--- Start Data shown ---

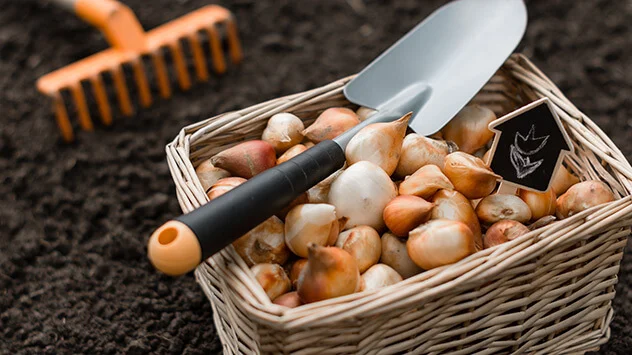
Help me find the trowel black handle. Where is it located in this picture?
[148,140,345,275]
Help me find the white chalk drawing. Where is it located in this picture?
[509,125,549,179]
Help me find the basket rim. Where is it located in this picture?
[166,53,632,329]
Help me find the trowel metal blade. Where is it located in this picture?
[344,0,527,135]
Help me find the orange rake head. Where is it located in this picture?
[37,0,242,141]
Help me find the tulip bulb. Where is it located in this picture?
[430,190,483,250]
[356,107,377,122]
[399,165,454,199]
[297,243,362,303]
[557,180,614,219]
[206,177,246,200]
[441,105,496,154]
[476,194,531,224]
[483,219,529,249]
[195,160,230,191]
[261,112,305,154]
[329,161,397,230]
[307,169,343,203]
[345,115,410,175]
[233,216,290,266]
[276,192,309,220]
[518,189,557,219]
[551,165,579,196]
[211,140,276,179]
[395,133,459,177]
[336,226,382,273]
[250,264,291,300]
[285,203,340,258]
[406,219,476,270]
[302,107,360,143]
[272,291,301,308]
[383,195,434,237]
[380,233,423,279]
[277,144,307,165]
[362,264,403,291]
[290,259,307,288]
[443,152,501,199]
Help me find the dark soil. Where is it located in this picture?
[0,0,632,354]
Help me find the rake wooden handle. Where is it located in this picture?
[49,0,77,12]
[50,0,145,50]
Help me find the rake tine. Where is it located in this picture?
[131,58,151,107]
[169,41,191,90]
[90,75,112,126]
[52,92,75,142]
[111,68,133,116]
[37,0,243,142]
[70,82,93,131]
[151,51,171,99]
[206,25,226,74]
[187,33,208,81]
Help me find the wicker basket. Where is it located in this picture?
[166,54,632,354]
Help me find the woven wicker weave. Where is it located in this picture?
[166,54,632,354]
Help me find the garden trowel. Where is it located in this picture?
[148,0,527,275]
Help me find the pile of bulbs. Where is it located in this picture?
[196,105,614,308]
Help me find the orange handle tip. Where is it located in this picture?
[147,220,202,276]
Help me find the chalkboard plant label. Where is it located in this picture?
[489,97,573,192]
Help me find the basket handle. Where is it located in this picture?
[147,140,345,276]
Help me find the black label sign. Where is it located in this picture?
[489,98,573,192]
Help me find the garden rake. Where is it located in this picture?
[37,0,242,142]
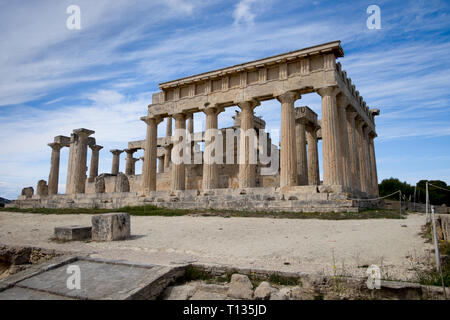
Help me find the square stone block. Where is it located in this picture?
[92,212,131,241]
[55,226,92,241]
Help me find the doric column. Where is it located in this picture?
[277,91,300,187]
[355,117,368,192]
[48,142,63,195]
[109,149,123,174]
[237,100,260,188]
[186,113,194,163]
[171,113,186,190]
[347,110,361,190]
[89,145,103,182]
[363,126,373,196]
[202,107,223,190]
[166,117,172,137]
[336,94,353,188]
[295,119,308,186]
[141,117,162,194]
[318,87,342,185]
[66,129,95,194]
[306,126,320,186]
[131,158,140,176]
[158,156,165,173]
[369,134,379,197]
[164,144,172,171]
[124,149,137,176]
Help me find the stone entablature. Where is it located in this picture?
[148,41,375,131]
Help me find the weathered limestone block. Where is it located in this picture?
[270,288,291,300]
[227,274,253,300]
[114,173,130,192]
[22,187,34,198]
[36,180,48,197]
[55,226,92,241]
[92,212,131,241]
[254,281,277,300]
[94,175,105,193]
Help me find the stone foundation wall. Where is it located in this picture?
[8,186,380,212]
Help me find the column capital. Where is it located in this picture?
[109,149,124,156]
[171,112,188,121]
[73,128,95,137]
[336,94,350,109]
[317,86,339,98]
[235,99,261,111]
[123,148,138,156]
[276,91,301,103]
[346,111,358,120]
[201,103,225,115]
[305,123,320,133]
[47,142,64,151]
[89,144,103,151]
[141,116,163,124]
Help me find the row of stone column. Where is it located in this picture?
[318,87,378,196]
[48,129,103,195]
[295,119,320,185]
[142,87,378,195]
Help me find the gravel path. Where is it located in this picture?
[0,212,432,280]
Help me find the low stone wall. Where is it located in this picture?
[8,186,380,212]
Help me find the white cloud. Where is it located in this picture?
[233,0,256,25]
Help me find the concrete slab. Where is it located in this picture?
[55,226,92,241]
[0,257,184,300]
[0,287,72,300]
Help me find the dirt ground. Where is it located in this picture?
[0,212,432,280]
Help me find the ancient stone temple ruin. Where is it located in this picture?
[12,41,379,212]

--- End Data shown ---
--- Start Data shown ---

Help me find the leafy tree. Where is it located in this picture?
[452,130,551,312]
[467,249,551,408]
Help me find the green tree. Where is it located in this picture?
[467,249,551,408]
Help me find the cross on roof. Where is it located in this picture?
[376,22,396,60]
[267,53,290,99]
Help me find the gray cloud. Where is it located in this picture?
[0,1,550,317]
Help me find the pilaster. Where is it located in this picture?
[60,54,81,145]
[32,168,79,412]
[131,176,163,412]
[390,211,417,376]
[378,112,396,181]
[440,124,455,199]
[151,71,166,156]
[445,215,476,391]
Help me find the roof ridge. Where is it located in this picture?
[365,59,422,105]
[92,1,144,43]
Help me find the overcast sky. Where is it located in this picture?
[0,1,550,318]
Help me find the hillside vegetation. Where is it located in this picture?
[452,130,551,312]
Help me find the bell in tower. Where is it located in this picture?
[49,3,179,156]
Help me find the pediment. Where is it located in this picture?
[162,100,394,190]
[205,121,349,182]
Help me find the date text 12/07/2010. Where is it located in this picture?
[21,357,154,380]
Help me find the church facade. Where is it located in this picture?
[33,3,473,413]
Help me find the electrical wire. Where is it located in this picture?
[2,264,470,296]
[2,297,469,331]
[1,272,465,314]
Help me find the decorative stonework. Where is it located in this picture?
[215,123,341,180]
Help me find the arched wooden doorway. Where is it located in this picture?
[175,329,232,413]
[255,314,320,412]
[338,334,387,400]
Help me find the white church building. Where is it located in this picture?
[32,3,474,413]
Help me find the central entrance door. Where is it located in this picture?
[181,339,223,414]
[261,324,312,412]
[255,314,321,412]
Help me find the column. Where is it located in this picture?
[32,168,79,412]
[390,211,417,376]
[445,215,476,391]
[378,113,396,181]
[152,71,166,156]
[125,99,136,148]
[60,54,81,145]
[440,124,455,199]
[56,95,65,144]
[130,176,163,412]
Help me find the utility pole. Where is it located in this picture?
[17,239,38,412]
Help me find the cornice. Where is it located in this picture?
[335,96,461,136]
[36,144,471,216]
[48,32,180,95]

--- End Data shown ---

Challenge:
Convert the records above into a numbered list, beginning at the line that contains "Help me find the overcast" and stopping after the line that contains "[21,357,154,380]". Leave out any blank lines.

Exercise response:
1. Help me find the overcast sky. Where is it located in this picture?
2. [0,1,550,318]
3. Help me find the hillside vegetation. Where is it located in this picture?
4. [452,130,551,312]
5. Help me find the bell in tower. Where is it located in this picture?
6. [49,3,179,156]
7. Help me find the pediment. Where is it located in this picture?
8. [162,100,394,190]
9. [205,121,349,182]
10. Help me find the date text 12/07/2010. Where is it located in this picture?
11. [21,357,154,380]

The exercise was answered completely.